— Exercise aim —
Report every line of the entries below that contains the word "soccer", copying each such line in full. Matches are case-sensitive, so a word that differs only in capitalization does not count.
-- begin Data for this task --
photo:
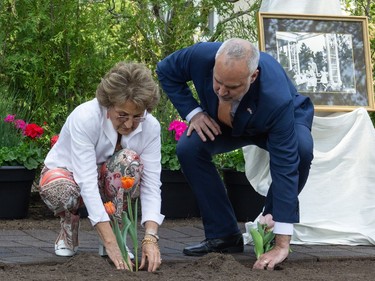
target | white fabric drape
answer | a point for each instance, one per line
(337, 205)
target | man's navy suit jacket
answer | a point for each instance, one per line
(267, 114)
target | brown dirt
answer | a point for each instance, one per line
(90, 266)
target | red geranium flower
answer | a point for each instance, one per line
(33, 131)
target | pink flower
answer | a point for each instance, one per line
(54, 140)
(179, 127)
(268, 220)
(20, 124)
(9, 118)
(33, 131)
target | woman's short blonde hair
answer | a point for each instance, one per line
(128, 82)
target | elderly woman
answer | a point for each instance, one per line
(102, 140)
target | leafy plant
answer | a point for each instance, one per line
(262, 239)
(129, 222)
(233, 160)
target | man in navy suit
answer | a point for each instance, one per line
(245, 98)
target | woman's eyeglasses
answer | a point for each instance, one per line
(126, 118)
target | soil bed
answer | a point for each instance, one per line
(90, 266)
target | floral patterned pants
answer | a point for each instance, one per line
(61, 193)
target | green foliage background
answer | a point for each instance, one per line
(53, 53)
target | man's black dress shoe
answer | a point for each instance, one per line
(229, 244)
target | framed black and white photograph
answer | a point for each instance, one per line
(326, 57)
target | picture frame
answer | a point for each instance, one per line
(326, 57)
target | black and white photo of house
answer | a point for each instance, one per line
(318, 62)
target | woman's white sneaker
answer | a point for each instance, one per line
(63, 251)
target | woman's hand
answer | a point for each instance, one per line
(109, 241)
(150, 254)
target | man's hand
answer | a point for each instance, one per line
(275, 256)
(205, 126)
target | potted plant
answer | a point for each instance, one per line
(246, 202)
(22, 150)
(178, 200)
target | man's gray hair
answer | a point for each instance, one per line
(236, 48)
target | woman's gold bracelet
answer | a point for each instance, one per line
(149, 241)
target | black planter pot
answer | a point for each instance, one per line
(178, 200)
(15, 191)
(246, 202)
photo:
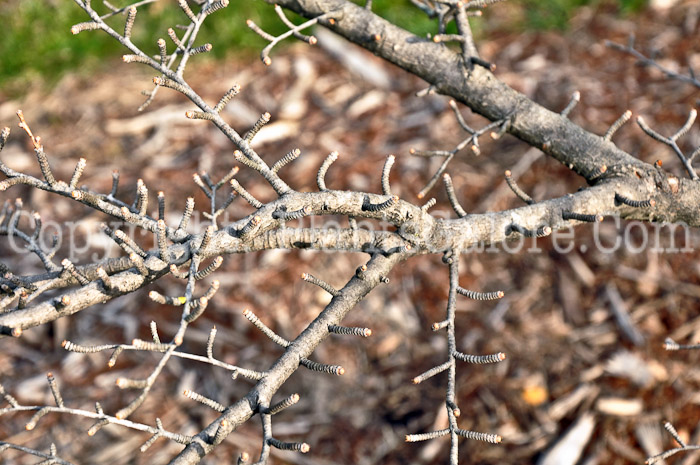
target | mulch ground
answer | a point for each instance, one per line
(574, 372)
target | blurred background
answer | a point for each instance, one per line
(575, 377)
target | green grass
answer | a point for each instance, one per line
(37, 42)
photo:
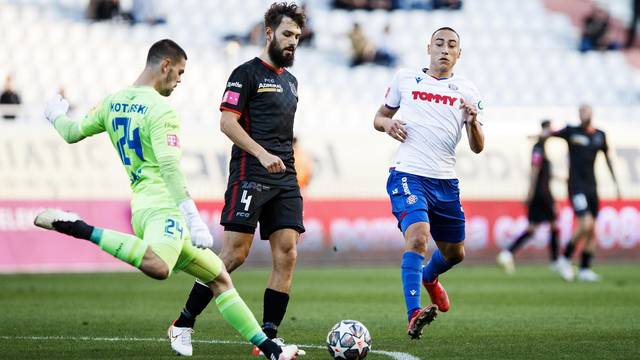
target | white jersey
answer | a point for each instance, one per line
(434, 121)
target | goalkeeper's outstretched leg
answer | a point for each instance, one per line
(126, 247)
(201, 263)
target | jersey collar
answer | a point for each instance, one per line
(271, 67)
(424, 70)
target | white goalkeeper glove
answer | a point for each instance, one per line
(200, 234)
(55, 107)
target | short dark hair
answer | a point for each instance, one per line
(446, 28)
(163, 49)
(273, 16)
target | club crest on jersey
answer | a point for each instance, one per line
(269, 87)
(294, 91)
(173, 140)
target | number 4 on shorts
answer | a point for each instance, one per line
(246, 200)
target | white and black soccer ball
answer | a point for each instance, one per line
(349, 340)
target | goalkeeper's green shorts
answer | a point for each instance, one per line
(166, 232)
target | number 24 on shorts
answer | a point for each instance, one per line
(172, 227)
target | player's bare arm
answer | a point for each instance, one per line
(473, 126)
(384, 122)
(613, 174)
(229, 126)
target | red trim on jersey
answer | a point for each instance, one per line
(243, 157)
(224, 108)
(272, 68)
(232, 206)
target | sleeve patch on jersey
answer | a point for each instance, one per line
(231, 97)
(172, 140)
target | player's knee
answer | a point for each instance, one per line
(234, 258)
(286, 256)
(455, 255)
(417, 242)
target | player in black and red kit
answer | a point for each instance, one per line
(540, 203)
(258, 109)
(584, 142)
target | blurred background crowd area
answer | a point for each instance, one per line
(519, 53)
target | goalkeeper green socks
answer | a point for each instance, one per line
(238, 315)
(125, 247)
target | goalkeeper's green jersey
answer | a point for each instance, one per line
(144, 130)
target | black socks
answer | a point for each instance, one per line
(275, 306)
(270, 349)
(568, 251)
(553, 245)
(198, 300)
(585, 261)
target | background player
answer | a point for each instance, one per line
(422, 183)
(144, 129)
(540, 203)
(584, 142)
(258, 109)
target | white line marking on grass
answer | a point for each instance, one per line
(392, 354)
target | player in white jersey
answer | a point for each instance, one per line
(422, 184)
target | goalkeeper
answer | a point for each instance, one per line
(170, 234)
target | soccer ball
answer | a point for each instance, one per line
(349, 340)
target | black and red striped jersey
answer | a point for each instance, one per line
(266, 98)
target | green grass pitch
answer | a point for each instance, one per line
(531, 315)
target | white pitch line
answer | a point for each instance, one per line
(392, 354)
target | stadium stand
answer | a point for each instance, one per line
(526, 56)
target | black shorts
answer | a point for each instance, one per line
(541, 210)
(247, 203)
(585, 202)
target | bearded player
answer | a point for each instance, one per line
(258, 109)
(422, 185)
(169, 235)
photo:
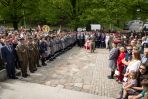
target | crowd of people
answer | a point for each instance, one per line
(29, 50)
(128, 61)
(128, 58)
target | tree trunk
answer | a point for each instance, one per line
(15, 25)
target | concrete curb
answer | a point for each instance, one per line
(3, 75)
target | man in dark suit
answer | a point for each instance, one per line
(8, 58)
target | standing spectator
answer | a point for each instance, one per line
(103, 41)
(43, 51)
(8, 58)
(31, 55)
(132, 82)
(22, 53)
(120, 65)
(144, 59)
(133, 65)
(113, 59)
(107, 41)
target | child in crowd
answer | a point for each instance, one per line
(120, 65)
(127, 86)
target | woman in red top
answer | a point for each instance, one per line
(120, 65)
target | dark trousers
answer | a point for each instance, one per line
(10, 67)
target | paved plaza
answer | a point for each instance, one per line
(78, 70)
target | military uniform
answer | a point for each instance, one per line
(37, 54)
(22, 53)
(31, 57)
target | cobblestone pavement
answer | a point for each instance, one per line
(78, 70)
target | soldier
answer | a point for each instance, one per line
(22, 53)
(31, 55)
(36, 50)
(43, 51)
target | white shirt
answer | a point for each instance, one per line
(133, 66)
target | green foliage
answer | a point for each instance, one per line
(75, 13)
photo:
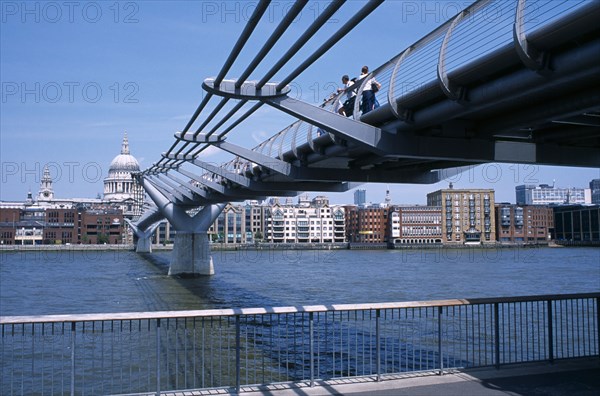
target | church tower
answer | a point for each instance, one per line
(46, 192)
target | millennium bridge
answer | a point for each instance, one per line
(523, 89)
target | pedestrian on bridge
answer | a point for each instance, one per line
(369, 88)
(347, 108)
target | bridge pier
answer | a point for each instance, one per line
(143, 244)
(191, 255)
(191, 249)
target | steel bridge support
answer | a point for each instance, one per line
(191, 251)
(144, 228)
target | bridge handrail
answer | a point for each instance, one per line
(290, 309)
(389, 73)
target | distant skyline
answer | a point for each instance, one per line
(76, 76)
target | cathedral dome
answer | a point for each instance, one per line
(124, 162)
(120, 186)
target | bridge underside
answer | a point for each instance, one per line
(532, 96)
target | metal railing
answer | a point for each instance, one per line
(157, 351)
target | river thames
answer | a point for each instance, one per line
(40, 282)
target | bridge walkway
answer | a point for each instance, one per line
(563, 378)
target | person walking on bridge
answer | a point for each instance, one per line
(347, 108)
(370, 87)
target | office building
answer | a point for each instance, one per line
(360, 197)
(410, 225)
(526, 224)
(544, 194)
(467, 215)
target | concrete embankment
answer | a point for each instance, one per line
(278, 246)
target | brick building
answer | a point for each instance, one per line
(468, 215)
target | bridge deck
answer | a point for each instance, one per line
(563, 378)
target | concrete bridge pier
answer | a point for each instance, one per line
(143, 232)
(191, 250)
(191, 255)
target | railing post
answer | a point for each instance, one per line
(157, 357)
(598, 326)
(378, 344)
(440, 340)
(550, 333)
(311, 338)
(73, 326)
(238, 346)
(497, 334)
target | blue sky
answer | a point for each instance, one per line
(77, 75)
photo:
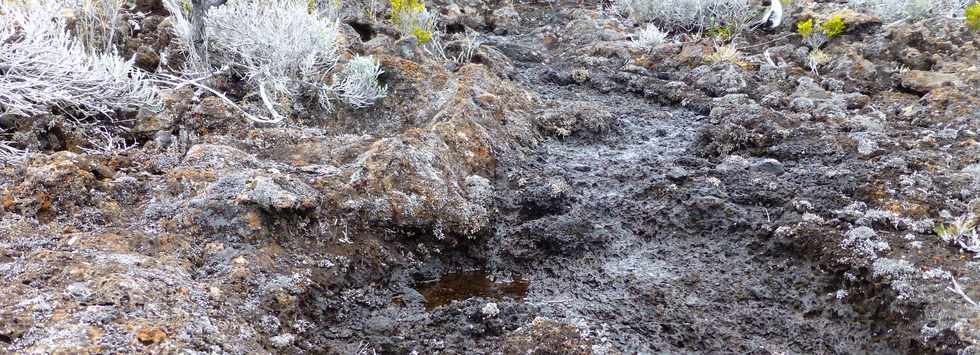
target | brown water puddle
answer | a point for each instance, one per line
(464, 285)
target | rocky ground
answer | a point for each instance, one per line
(562, 192)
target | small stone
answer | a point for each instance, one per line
(490, 310)
(580, 75)
(678, 174)
(771, 166)
(150, 336)
(282, 340)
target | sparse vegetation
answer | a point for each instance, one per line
(413, 20)
(816, 34)
(690, 15)
(650, 38)
(724, 54)
(358, 83)
(46, 68)
(282, 49)
(911, 10)
(972, 14)
(962, 232)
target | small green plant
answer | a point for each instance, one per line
(805, 28)
(724, 54)
(721, 33)
(833, 27)
(816, 34)
(961, 227)
(973, 16)
(412, 19)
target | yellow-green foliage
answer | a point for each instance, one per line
(722, 33)
(411, 17)
(805, 28)
(833, 27)
(973, 16)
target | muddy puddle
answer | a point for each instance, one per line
(460, 286)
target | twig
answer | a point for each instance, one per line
(959, 290)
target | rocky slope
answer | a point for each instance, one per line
(563, 192)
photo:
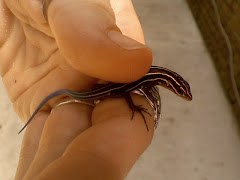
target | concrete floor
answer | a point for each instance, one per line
(195, 140)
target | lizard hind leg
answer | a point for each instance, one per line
(137, 108)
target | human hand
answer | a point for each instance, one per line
(72, 52)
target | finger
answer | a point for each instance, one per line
(63, 124)
(109, 148)
(88, 37)
(30, 144)
(127, 20)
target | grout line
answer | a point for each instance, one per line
(230, 59)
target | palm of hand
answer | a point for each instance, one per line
(37, 58)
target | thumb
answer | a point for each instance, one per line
(88, 37)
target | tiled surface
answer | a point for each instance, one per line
(195, 140)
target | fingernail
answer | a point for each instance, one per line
(124, 41)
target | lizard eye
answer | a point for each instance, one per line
(181, 92)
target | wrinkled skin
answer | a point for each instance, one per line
(73, 51)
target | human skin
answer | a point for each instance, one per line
(74, 50)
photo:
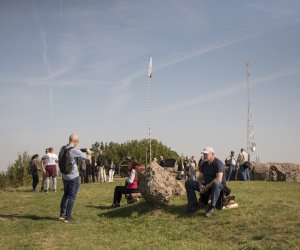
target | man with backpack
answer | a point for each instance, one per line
(102, 164)
(70, 175)
(230, 162)
(244, 165)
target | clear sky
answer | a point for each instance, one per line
(81, 66)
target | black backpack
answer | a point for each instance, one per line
(64, 161)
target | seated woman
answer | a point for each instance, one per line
(131, 185)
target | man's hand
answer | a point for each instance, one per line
(203, 189)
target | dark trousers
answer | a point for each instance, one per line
(35, 180)
(214, 193)
(70, 191)
(119, 190)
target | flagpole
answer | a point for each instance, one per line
(149, 105)
(150, 101)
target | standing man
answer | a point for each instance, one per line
(101, 164)
(230, 162)
(210, 184)
(34, 167)
(71, 180)
(242, 162)
(51, 169)
(44, 169)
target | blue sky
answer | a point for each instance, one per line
(81, 66)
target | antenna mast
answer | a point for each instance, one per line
(251, 146)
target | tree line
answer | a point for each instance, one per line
(17, 173)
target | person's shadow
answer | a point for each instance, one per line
(26, 216)
(140, 208)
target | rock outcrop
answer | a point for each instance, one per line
(260, 171)
(158, 185)
(288, 172)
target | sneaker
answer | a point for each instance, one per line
(70, 220)
(192, 208)
(115, 205)
(61, 217)
(210, 211)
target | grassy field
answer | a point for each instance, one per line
(268, 217)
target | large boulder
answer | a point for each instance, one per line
(158, 185)
(260, 171)
(288, 172)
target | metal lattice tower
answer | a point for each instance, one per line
(251, 146)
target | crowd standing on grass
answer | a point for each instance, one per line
(51, 160)
(230, 162)
(131, 185)
(33, 168)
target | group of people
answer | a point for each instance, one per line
(96, 169)
(240, 165)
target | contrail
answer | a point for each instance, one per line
(43, 36)
(60, 8)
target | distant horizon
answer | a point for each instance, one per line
(83, 67)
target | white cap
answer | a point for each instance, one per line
(207, 150)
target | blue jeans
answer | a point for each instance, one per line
(245, 173)
(192, 186)
(70, 191)
(231, 169)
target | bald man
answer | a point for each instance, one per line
(71, 180)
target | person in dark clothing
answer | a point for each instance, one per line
(161, 161)
(131, 185)
(210, 184)
(34, 171)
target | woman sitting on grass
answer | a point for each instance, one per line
(131, 185)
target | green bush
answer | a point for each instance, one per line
(17, 173)
(3, 180)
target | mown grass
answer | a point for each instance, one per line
(268, 217)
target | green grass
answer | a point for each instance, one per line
(268, 217)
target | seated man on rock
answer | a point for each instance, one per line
(131, 185)
(210, 185)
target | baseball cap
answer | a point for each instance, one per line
(207, 150)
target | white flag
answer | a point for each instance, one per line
(150, 68)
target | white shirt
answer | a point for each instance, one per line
(51, 159)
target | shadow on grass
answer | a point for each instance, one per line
(26, 216)
(142, 208)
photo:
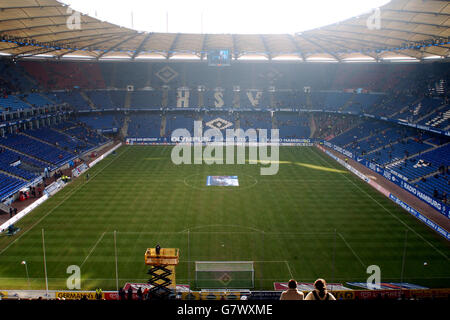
-- end Data for this task --
— Task answer —
target | white and black soccer ball
target | soccer ball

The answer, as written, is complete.